> [Brief]
Update the entries below by replacing "ground floor window" with "street-level window" and leaving every other line unchanged. Give the revised entries without the pictures.

> [Entries supplied]
----

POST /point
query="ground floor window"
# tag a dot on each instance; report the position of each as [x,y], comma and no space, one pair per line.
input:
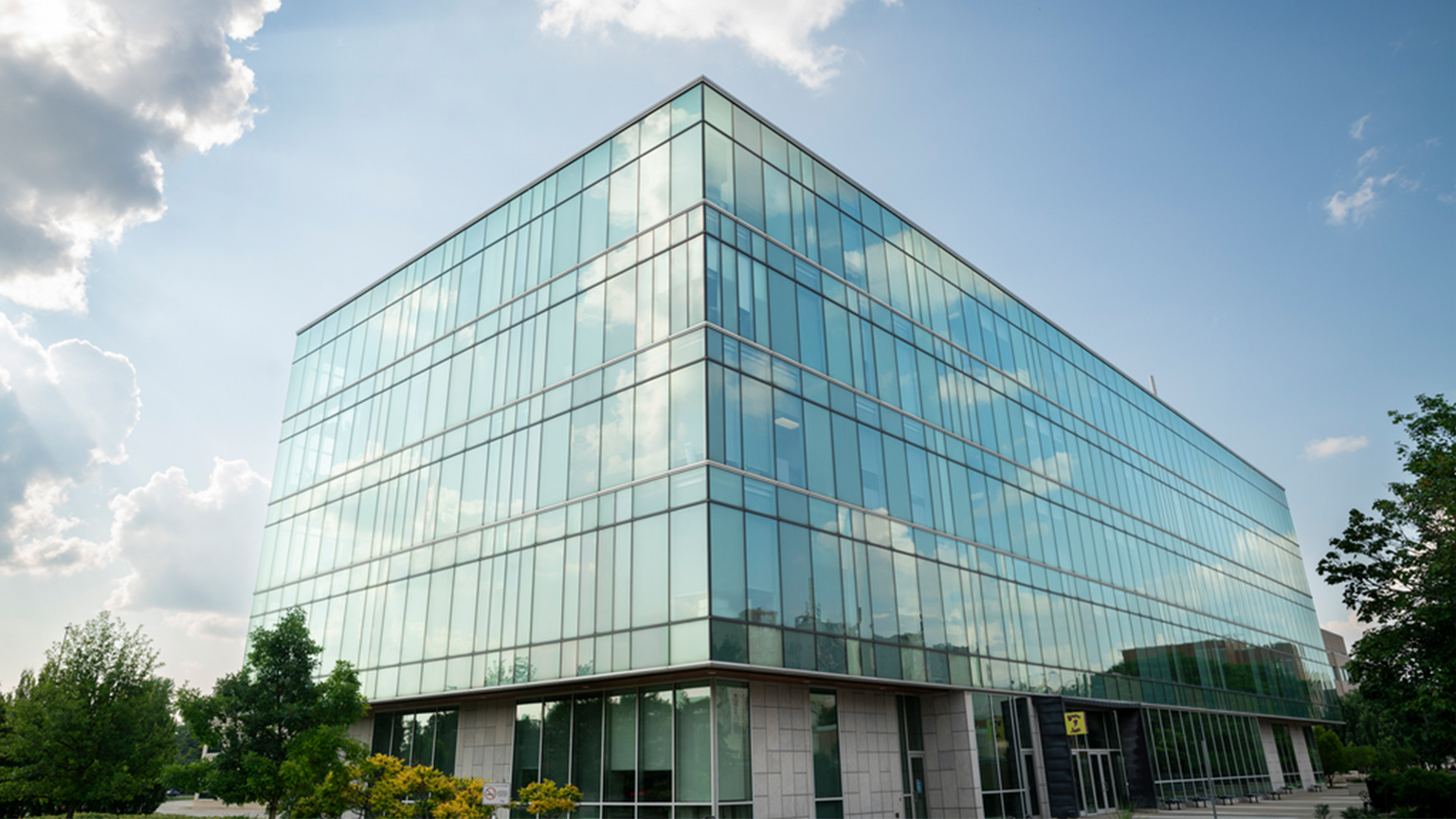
[1314,754]
[418,737]
[1235,754]
[643,753]
[1287,762]
[1001,735]
[828,791]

----

> [Response to this exercise]
POST /point
query="street-level window"
# tag a dot on each instance; report the position of each as [x,y], comma and no space, one pair per line.
input:
[1314,754]
[418,737]
[1235,754]
[643,753]
[1287,762]
[1001,735]
[828,791]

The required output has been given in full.